EXERCISE:
Where the material below has a line containing "Target: watering can icon", start repeating exactly, and keep going through the line containing "Format sample: x=289, y=54", with no other lines.

RECORDS SUPPLIED START

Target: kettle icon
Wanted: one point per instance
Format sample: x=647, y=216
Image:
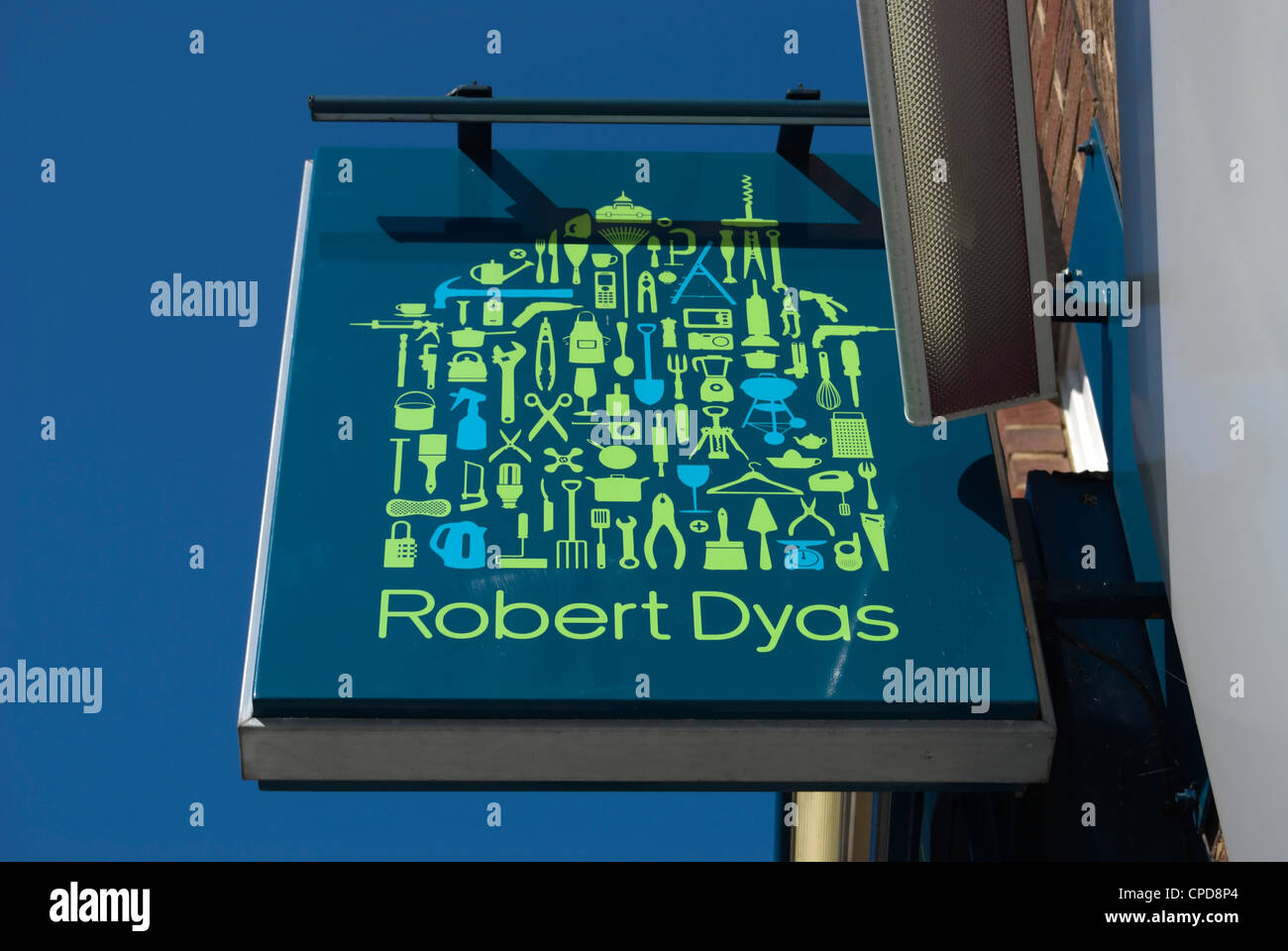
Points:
x=460, y=545
x=493, y=272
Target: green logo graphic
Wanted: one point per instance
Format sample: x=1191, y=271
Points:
x=724, y=359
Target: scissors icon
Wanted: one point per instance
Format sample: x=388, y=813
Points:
x=548, y=414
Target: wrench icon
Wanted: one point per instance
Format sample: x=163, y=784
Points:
x=627, y=560
x=506, y=360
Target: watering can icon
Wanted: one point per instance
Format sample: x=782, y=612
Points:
x=492, y=272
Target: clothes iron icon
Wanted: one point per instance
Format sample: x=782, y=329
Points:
x=467, y=367
x=715, y=388
x=799, y=555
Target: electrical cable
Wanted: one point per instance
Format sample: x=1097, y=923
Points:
x=1154, y=713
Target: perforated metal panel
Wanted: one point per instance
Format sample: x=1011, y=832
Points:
x=964, y=235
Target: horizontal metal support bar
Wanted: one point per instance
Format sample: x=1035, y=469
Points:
x=1104, y=599
x=336, y=108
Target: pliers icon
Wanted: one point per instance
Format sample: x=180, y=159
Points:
x=664, y=517
x=809, y=513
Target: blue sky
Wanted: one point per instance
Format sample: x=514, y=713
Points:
x=171, y=161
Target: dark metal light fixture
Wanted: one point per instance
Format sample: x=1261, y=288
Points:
x=951, y=101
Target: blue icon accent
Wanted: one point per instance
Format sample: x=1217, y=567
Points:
x=462, y=547
x=472, y=431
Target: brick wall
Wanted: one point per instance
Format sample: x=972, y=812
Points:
x=1070, y=86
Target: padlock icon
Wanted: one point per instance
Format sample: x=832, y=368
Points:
x=400, y=549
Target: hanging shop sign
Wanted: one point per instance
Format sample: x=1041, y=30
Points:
x=574, y=464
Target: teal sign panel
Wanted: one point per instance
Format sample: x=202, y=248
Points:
x=574, y=435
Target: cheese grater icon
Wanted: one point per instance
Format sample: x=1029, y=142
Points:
x=850, y=436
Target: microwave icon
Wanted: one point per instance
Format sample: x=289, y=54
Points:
x=707, y=318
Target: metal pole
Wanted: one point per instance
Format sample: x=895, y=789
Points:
x=462, y=108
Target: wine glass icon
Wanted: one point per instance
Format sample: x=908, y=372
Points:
x=695, y=476
x=584, y=385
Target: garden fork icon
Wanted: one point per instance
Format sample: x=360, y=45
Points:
x=678, y=365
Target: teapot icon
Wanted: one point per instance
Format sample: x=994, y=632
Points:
x=492, y=272
x=809, y=441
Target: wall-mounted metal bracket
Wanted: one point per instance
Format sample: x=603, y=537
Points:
x=794, y=141
x=473, y=138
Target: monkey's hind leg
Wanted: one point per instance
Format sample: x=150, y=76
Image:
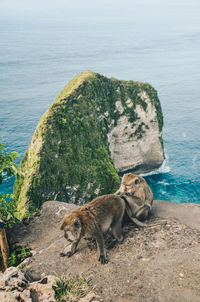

RECORDS SUPPLIED END

TASK RESPONSE:
Target: watering can icon
Wanted: one point per instance
Format sample: x=782, y=612
Points:
x=492, y=272
Target: clothes iron icon
Wanted: one point per instance
Format sample: x=782, y=329
Points:
x=467, y=367
x=715, y=388
x=799, y=555
Target: electrical cable
Wanted: one point per instance
Format sample: x=1097, y=923
Points:
x=1154, y=713
Target: perforated metal panel
Wanted: one point per instance
Format sample: x=1011, y=832
Points:
x=964, y=235
Target: horizontal metal support bar
Wanted: one point per instance
Format sample: x=1035, y=469
Points:
x=1104, y=599
x=336, y=108
Target: pliers icon
Wanted: one point per instance
Format sample: x=180, y=159
Points:
x=664, y=517
x=809, y=513
Target: blue sky
Wanted: one point per instance
Format sample: x=514, y=713
Points:
x=171, y=161
Target: dark metal light fixture
Wanted: one point per instance
Format sample: x=1261, y=288
Points:
x=951, y=101
Target: blue icon accent
Wanted: one point per instance
Format sample: x=1217, y=567
Points:
x=462, y=547
x=472, y=431
Target: brick wall
Wanted: one point per instance
Format sample: x=972, y=812
Points:
x=1070, y=86
Target: padlock icon
Wanted: one point per instance
Format sample: x=832, y=368
Points:
x=400, y=549
Target: hanging shop sign
Wanted: one point per instance
Format sample: x=1041, y=30
Points:
x=574, y=464
Target: teal sign panel
Wanted: one point per instance
Format sample: x=202, y=248
Points:
x=574, y=435
Target: cheese grater icon
Wanted: one point per instance
Format sample: x=1029, y=142
Points:
x=850, y=436
Target: microwave icon
Wanted: one point per instance
Format sample: x=289, y=54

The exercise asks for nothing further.